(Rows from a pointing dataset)
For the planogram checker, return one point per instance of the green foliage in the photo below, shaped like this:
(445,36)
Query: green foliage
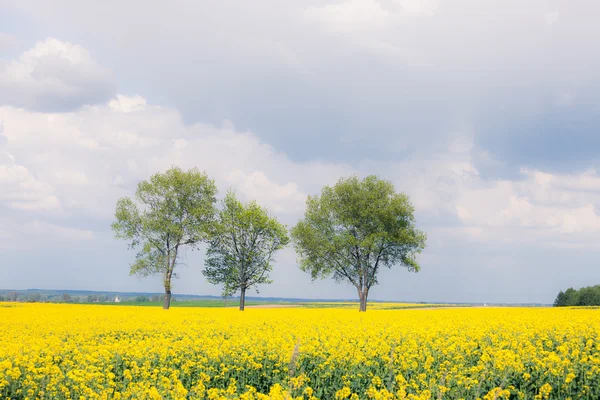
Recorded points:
(587,296)
(169,211)
(353,229)
(242,246)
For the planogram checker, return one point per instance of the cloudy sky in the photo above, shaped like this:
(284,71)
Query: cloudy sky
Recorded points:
(486,114)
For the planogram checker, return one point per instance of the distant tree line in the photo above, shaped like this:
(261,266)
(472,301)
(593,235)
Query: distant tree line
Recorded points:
(587,296)
(349,232)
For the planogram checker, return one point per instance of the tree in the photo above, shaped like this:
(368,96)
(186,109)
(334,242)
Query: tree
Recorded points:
(355,228)
(242,246)
(170,211)
(560,300)
(571,297)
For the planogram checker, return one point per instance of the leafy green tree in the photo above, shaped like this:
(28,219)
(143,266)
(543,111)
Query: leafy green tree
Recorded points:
(355,228)
(571,297)
(169,212)
(560,299)
(242,246)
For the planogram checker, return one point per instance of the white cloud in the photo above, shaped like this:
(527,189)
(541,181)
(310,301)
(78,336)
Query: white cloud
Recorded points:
(20,190)
(54,76)
(7,41)
(350,16)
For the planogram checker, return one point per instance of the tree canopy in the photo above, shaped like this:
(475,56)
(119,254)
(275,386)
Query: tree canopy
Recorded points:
(170,211)
(586,296)
(242,245)
(355,228)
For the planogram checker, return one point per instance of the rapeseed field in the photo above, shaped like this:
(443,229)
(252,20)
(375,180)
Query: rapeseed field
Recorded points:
(101,352)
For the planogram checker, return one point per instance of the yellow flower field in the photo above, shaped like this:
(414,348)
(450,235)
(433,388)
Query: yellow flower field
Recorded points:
(108,352)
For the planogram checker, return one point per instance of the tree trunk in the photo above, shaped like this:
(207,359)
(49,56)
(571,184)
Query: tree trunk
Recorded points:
(242,298)
(167,302)
(363,300)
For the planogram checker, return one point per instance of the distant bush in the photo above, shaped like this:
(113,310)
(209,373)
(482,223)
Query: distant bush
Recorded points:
(587,296)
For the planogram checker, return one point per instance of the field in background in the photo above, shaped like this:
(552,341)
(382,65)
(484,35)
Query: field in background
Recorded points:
(103,352)
(304,304)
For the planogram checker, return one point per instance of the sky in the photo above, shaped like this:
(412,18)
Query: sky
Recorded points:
(486,114)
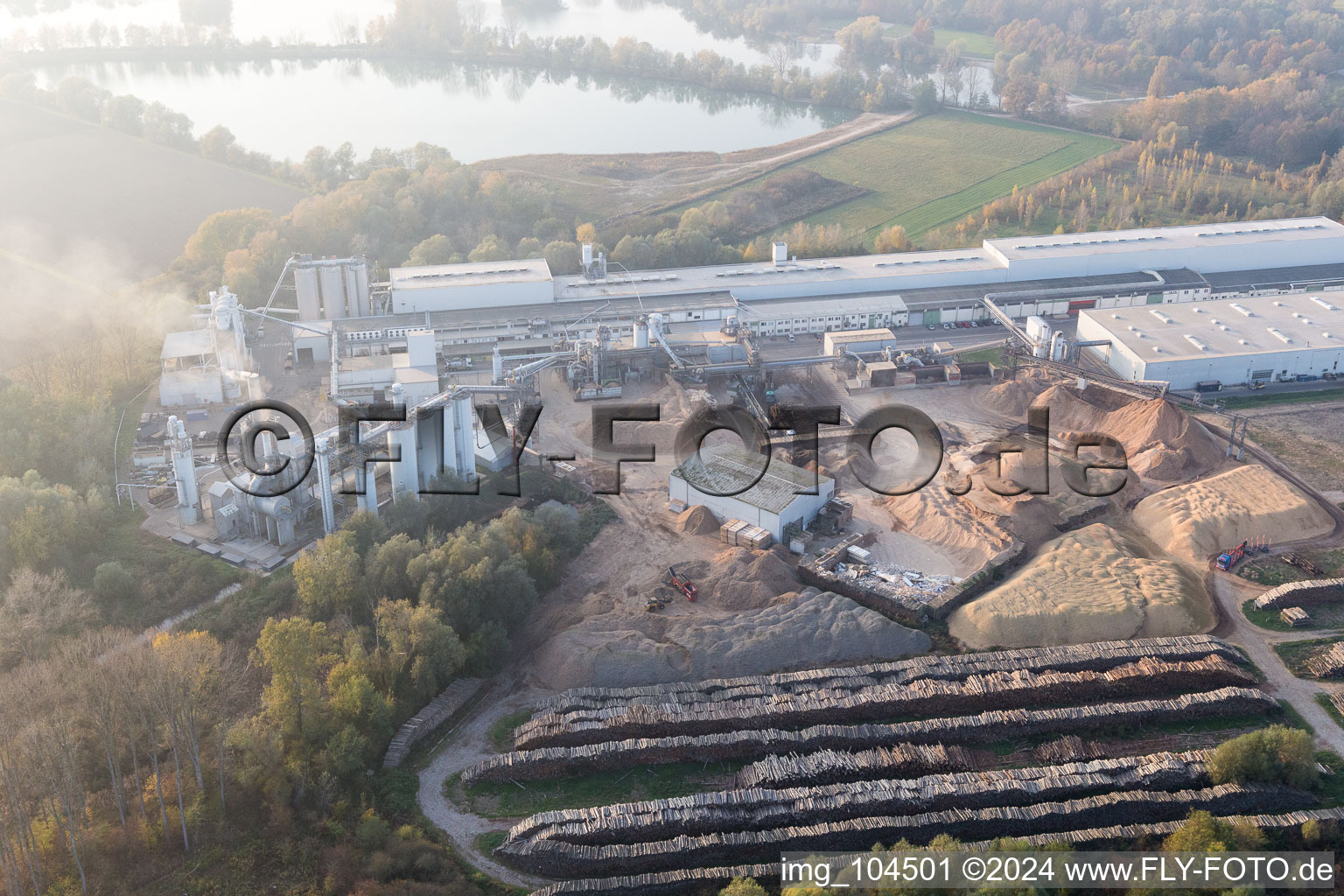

• Your objective:
Could you return every row above verbatim, leaving the pictures out?

• Result for this exercise:
For the planogram checker, return one point per instance of the green foliage in the photo below, shaped like this:
(445,36)
Query: green foliage
Recorded points:
(587,296)
(169,211)
(353,229)
(242,246)
For the planogram checker, return one point per instance of the cloudy sky in the photo above, shaped like this:
(284,71)
Query: cloudy sky
Recorded points:
(486,114)
For the planogram checker, return one point per instance of the distant tree line in the photo above, shaped like this:
(261,266)
(472,301)
(593,235)
Query: distant tree line
Recorded points:
(587,296)
(349,232)
For the planogram checker, return one point per instance of the tree in the photo above, shaped like this:
(368,96)
(186,109)
(334,242)
Query: tree
Recorded points:
(355,228)
(242,246)
(170,211)
(560,300)
(571,297)
For the planogram checker, return one point per instance of the leafy green tree in the photo above, shaped like this:
(28,219)
(143,266)
(543,111)
Query: leafy green tree
Recorded points:
(355,228)
(571,297)
(169,212)
(560,299)
(242,246)
For the planogram checker, return one point per instance of the white cloud in the photo above, shaped like this:
(527,189)
(541,181)
(310,301)
(78,336)
Query: white cloud
Recorded points:
(20,190)
(54,76)
(7,41)
(350,16)
For the planogram checker, return one point per instance of the tree canopy in the photo above, shaped like this:
(475,56)
(119,254)
(275,386)
Query: tree canopy
Recorded points:
(170,211)
(586,296)
(242,245)
(355,228)
For the planogram checker, return one point per instance of the rapeseed field in the photo above, shaped like this:
(443,229)
(252,20)
(375,180)
Query: rapeseed field
Recorded points:
(101,352)
For the planogram checker, return one point per instance of the yellow flower field in the photo above, shaped like this:
(414,348)
(450,235)
(433,388)
Query: yellow flower field
Recorded points:
(108,352)
For the planogram checker, return one point per instance of the tree trunk in the photo above, shaped like this:
(207,359)
(49,56)
(571,184)
Query: tree trunk
Recorded points:
(242,298)
(167,302)
(363,300)
For the planogram checker, return one point per instance of the distant bush in the photo above, shaped like this:
(113,310)
(209,373)
(482,223)
Query: distant bush
Recorded points:
(587,296)
For the planogram checker, return one point per instance of the field in background in the photo above, shaped like this:
(552,341)
(382,65)
(484,35)
Query: field in background
Recorded points:
(103,352)
(304,304)
For the planogram checker, return one point per instance of the sky in the photo above, shaped like this:
(412,18)
Query: sky
Recorded points:
(486,114)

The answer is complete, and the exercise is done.